I don't get it. Processing raw files takes no more time that processing jpegs for me. Are you using LR? I shoot RAW only and have ~15k  images from 2014 and almost all are processed


----------



## Ysarex (Dec 27, 2014)

Instant JPEG from Raw

Two mouse clicks.

Joe

edit: That's two most clicks to do all of them at once.


----------



## photoguy99 (Dec 27, 2014)

Keep in mind that most people you find talking about photography on the internet are fond of cameras, gear, processes, software, and all the associated gadgetry. The pictures are secondary.

This is normal and natural and i have no problem with it.

But it does color the discussion.


----------



## weepete (Dec 27, 2014)

Its simple, if you want to edit, shoot raw. If you don't want to edit shoot jpeg.


----------



## Nevermore1 (Dec 27, 2014)

bribrius you sound just like my Dad did the other day when he asked me to take some photos of a sword for him.  He complained for about 45 minutes about why anyone would do something so stupid as to take pictures in a RAW format when the computer can't read them without special SW then you have edit them to actually be able to use them, blah, blah, blah.

I think it's all a matter of preference.   If you prefer to have a "usable" file SOOC then use JPEG,  if you like to spend time editing then use RAW.  Use what works for you, not what works for someone else.  As for me, I'll be sure to remember to change my camera settings to JPEG next time I help my Dad so I don't have ro listen to him again.


----------



## Gary A. (Dec 27, 2014)

My keeper rate when I was shooting film was about 1:36. Shooting digital it is 1:50.

※

In the raw-versus-JPEG thread, copy everything from "bribrius you sound" down to "blah, blah, blah.".

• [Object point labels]
※

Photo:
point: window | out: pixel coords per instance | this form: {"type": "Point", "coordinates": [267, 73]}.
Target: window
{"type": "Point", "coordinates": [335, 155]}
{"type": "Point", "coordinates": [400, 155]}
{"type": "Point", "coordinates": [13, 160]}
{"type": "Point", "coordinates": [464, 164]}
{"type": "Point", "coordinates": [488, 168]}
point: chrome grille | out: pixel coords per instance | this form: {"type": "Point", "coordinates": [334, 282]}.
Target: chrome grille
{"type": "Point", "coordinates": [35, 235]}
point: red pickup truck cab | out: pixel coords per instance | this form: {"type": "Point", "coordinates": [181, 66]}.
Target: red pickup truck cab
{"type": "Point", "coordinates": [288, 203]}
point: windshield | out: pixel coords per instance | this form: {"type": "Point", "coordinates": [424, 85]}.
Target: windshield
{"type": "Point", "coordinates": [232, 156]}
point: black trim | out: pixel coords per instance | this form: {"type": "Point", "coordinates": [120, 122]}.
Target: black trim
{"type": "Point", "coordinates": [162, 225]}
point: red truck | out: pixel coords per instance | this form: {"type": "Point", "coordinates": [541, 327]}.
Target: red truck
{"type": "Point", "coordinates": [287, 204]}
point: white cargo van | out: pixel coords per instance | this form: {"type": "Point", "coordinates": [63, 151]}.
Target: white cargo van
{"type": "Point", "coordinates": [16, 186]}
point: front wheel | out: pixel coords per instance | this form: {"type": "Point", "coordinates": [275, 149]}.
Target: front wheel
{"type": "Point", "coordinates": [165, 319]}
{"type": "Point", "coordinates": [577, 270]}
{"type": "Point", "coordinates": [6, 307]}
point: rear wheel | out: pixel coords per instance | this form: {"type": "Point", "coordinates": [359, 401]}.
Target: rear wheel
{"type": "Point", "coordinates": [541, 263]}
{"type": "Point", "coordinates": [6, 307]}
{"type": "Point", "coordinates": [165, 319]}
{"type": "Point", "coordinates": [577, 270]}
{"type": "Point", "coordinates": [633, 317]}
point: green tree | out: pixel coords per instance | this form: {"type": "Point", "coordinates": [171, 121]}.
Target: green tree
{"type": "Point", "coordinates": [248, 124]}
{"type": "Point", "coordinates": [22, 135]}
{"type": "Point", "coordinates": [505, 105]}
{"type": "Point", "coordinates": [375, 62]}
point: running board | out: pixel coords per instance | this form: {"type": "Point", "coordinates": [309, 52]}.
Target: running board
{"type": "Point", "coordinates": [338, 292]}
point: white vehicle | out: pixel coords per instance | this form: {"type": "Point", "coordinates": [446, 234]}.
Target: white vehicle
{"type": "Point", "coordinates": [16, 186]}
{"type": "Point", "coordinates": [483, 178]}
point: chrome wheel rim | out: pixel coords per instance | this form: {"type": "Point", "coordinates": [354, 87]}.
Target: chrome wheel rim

※

• [OUTPUT BELOW]
bribrius you sound just like my Dad did the other day when he asked me to take some photos of a sword for him.  He complained for about 45 minutes about why anyone would do something so stupid as to take pictures in a RAW format when the computer can't read them without special SW then you have edit them to actually be able to use them, blah, blah, blah.